What the task asks: Which lines in the records below contain the string "grain" with matching case? Copy each of those lines.
____
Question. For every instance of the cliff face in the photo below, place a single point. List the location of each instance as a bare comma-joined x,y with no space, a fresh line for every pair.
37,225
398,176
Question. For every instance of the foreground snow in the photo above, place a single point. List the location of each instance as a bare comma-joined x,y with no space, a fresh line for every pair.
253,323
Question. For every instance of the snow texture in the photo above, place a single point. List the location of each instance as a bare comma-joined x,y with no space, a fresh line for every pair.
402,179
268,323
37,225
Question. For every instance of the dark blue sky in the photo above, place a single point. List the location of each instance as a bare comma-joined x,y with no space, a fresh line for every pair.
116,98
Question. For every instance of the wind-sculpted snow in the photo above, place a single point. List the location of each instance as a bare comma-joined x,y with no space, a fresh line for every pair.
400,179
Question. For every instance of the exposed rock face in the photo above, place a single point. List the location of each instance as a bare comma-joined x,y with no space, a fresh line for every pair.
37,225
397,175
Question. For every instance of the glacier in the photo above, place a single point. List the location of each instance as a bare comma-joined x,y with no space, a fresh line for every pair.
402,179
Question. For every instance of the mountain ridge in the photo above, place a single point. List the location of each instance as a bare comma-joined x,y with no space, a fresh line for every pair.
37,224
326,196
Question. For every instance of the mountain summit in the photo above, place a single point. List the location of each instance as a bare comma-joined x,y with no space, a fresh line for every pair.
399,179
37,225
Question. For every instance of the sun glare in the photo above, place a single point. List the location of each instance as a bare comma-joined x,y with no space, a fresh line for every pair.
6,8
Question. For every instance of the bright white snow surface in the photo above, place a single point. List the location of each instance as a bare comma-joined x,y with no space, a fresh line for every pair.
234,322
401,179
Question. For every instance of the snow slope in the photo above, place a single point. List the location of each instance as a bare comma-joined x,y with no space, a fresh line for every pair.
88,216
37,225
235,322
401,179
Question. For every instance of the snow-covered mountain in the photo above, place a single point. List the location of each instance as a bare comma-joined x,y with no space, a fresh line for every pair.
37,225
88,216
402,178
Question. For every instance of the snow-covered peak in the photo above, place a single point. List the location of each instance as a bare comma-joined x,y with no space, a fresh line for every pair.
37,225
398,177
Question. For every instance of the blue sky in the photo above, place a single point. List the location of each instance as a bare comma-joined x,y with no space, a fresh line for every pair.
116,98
____
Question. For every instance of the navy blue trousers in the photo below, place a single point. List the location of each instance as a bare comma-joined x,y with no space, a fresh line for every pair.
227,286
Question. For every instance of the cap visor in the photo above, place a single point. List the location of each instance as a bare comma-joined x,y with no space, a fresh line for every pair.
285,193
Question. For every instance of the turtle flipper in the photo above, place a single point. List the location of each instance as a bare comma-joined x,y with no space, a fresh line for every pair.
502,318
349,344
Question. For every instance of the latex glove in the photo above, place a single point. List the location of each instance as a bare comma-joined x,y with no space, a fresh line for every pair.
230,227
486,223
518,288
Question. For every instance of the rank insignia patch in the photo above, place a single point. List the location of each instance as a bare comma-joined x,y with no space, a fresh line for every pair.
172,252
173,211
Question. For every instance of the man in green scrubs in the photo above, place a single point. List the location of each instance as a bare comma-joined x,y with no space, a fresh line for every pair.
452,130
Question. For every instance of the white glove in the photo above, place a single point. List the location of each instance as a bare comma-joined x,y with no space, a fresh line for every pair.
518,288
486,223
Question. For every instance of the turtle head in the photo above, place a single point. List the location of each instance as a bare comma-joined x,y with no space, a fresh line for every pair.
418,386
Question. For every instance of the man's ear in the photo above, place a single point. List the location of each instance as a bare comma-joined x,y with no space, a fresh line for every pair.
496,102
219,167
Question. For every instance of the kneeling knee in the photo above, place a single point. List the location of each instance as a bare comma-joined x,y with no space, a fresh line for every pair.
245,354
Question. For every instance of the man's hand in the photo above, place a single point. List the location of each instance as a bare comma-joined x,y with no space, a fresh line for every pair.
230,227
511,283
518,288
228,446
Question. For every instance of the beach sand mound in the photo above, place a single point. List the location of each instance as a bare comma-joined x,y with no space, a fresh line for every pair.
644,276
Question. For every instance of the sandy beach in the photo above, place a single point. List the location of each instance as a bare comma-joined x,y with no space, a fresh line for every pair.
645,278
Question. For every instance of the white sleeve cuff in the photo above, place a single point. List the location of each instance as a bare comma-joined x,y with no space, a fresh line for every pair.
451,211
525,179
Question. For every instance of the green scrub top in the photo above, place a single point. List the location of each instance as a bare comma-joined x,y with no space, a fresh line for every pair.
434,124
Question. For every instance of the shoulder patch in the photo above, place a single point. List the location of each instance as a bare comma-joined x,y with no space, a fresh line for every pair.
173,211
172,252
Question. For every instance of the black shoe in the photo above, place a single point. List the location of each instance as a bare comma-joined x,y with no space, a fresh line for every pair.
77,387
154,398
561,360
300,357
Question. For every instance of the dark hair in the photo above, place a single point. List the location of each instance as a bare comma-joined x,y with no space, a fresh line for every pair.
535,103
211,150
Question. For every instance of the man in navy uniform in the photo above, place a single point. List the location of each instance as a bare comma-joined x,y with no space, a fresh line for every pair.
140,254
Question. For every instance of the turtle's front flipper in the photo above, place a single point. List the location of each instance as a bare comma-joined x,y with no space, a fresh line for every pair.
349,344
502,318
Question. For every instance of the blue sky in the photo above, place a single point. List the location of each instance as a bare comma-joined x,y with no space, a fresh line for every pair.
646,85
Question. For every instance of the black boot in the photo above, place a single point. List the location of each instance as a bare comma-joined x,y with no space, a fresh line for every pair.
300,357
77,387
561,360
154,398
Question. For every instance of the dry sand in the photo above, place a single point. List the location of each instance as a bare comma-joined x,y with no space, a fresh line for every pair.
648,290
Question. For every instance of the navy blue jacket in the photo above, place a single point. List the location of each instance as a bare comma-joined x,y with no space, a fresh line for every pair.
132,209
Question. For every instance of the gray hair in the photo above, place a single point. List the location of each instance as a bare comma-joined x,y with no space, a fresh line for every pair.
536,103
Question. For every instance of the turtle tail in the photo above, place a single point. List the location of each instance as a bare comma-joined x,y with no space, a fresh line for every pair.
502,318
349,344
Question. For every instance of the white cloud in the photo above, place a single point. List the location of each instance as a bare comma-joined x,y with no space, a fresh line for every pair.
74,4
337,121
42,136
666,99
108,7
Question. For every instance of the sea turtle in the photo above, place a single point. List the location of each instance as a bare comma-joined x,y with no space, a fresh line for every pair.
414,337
____
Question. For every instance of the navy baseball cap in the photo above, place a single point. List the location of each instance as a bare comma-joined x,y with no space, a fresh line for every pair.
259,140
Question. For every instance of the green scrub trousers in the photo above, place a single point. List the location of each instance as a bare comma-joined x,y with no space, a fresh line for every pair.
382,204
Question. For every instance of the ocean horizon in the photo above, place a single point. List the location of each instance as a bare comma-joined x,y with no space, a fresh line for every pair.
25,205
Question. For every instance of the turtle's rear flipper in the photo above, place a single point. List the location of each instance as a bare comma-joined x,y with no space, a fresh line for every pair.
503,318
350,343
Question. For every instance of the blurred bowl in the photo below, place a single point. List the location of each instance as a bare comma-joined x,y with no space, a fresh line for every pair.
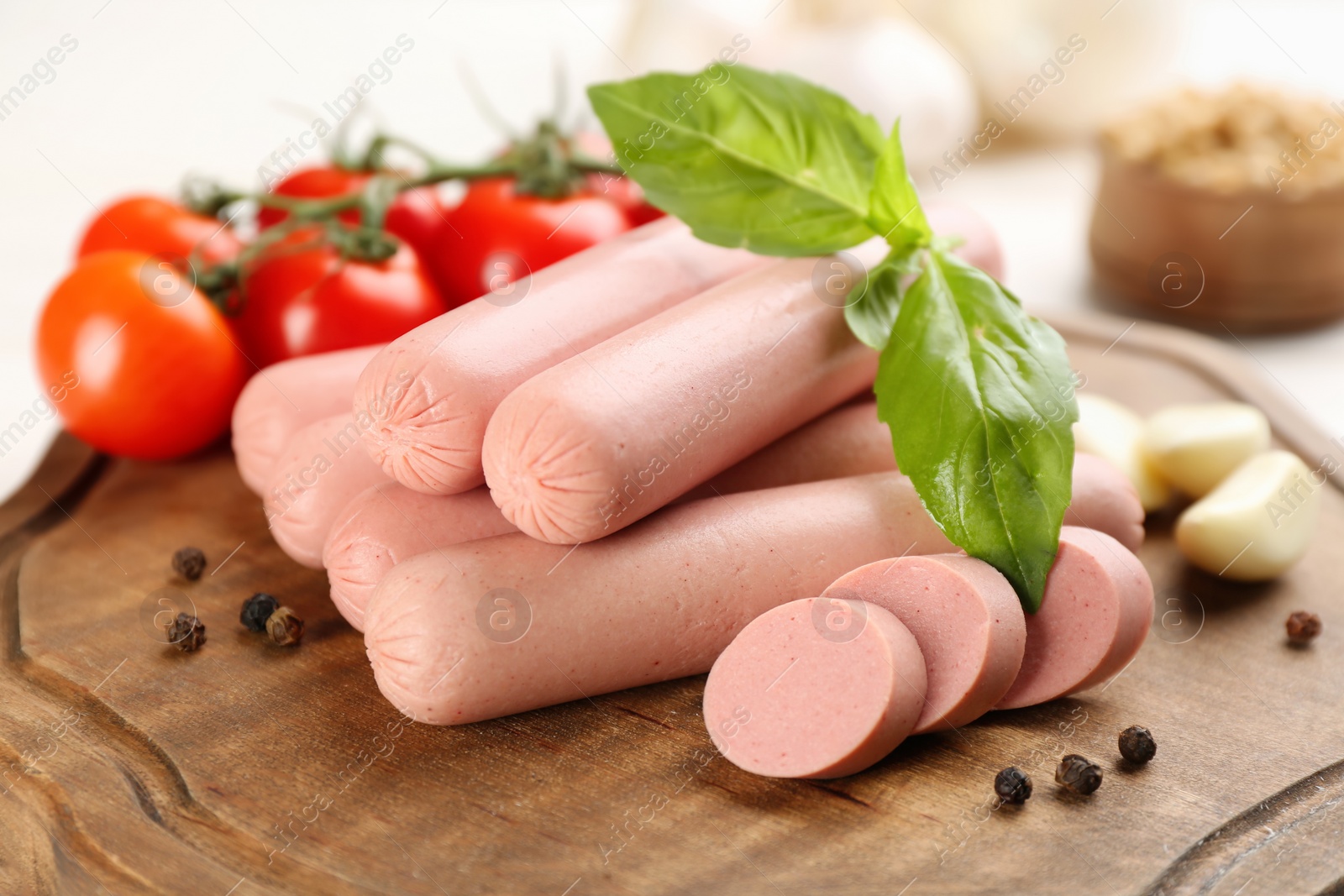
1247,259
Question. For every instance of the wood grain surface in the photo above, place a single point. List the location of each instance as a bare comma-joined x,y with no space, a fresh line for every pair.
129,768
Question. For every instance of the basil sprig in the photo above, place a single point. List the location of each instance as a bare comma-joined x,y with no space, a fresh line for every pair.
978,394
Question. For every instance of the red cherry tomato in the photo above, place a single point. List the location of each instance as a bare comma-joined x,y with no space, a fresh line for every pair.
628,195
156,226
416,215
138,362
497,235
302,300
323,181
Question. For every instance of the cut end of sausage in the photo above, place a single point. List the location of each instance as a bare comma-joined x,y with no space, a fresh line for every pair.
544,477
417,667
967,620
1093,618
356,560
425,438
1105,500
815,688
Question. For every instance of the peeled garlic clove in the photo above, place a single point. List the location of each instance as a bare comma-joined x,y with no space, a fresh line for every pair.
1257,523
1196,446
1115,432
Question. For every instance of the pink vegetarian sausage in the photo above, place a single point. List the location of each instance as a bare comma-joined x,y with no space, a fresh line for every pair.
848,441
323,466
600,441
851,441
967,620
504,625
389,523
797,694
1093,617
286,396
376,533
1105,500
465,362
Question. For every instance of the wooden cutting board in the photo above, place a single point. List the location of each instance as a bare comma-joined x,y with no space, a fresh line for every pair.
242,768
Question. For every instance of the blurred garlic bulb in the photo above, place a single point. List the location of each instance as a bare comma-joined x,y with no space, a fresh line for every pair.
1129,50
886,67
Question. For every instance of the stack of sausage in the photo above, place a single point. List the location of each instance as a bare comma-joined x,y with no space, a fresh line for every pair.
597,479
____
Answer to the exercise:
Question. For every instance of the wood grain surface in the photo above, place a single point. List the location of each instance as a bare comma-joined x,y with no space, a fresh line for every pair.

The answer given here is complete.